** BEGIN Passage **

# Bottling and marketing salad dressings



## jssimpson (Aug 2, 2009)

Hello All,
I'm new to chef talk and had a question re: salad dressing marketing and bottling. I'm a chef at a brand new steakhouse in Wyoming. I've had quite a few customers comment on my salad dressings suggesting that I bottle and sell them. Any pointers out there? 

Thanks James


----------



## greyeaglem (Apr 17, 2006)

Don't know what your health laws are there, but usually you need a special license to bottle and market preserved foods for sale to the public. You more than likely don't have the equipment or space for it, so look around your area for someone else who processes food for resale. You give them your recipe, they make and bottle the product with your label. You pay them an agreed-on price and then resell the product at a profit. Bottling things changes how they taste, so you will probably have to tweak your recipe to compensate for it. Your other alternative is to post a sign saying your dressings are available for take home and pack them in containers on site with an expiration label. Kind of like bying things from the deli. That would probably be the easiest to implement and should give you an idea of how popular the item actually is before entering into a production contract with a third party. Usually if you have someone else produce the product, you have to order a certain amount in order for them to do it. If the stuff doesn't sell, you're stuck with it. However, if you have a wildly popular product, third party production is usually the best way to go as opposed to buying your own equipment and trying to do it yourself. If you have a whole line of products you want to sell, then setting up your own production site may pay off.


----------



## kyheirloomer (Feb 1, 2007)

If you're confident that the products will sell, than a contract bottler is the way to go. In addition to knowing all the appropriate packaging and labeling regs, they will happily serve as consultants, suggesting changes to the formula so that what's in the bottle tastes like what you mix by hand, whether adding preservatives makes sense, etc. They'll also help with label design & production, and all the other minutia of packaging. 

However, as Greyeagle notes, the minimum order sizes from contract packagers can be rather high. So it only makes sense to do a test; perhaps, as he suggests, offering it for sale over your counter in bulk. 

Keep in mind, too, that if you go that route it might have an effect on your liability insurance. So check that, too.


----------

** END Passage **
** BEGIN Data entries **

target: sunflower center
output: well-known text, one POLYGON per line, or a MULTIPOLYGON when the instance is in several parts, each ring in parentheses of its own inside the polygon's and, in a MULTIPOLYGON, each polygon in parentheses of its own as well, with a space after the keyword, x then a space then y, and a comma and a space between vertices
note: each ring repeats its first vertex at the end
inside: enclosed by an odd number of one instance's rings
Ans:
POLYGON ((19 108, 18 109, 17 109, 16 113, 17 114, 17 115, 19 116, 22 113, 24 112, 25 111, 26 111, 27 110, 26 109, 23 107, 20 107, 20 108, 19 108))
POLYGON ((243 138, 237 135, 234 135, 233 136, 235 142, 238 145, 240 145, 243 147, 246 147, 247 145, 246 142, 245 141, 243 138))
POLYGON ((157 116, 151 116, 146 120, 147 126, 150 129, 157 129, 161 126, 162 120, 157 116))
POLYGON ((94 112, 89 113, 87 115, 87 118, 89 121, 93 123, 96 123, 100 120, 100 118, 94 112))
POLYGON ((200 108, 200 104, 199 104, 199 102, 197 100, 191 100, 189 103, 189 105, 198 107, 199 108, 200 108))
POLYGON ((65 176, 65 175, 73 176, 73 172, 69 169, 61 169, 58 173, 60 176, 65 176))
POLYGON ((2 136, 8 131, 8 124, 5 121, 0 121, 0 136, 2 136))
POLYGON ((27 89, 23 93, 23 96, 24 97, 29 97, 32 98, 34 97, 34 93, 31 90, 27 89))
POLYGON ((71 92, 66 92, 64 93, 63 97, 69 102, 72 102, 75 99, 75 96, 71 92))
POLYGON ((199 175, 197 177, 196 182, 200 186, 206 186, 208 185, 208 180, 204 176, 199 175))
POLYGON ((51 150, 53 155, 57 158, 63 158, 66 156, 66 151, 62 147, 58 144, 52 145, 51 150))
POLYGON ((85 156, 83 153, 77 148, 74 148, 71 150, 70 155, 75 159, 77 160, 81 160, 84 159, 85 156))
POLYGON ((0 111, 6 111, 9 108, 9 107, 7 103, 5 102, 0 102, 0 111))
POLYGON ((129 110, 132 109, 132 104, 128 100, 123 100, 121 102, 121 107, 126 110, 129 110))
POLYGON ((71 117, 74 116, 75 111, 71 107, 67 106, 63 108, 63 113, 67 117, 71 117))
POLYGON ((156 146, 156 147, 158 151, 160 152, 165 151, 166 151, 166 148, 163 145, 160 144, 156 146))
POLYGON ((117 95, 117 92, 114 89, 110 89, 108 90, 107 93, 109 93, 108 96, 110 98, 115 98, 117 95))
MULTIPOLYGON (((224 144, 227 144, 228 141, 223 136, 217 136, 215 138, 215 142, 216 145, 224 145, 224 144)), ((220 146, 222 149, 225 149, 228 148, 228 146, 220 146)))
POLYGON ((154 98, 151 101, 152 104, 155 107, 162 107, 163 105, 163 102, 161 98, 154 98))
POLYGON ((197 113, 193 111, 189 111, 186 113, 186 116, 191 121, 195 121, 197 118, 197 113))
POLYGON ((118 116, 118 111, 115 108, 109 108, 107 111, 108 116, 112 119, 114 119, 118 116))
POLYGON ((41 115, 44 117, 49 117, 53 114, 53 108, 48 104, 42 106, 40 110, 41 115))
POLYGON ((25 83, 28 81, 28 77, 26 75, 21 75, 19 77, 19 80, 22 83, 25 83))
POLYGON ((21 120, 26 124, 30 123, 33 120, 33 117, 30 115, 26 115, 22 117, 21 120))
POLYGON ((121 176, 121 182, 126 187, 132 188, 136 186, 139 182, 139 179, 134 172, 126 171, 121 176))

** END Data entries **

[Requirement]:
List every user name that heads a post in the thread on bottling salad dressings, with the date shown next to each. The lines after the thread come from a separate source.

[Output]:
jssimpson (Aug 2, 2009)
greyeaglem (Apr 17, 2006)
kyheirloomer (Feb 1, 2007)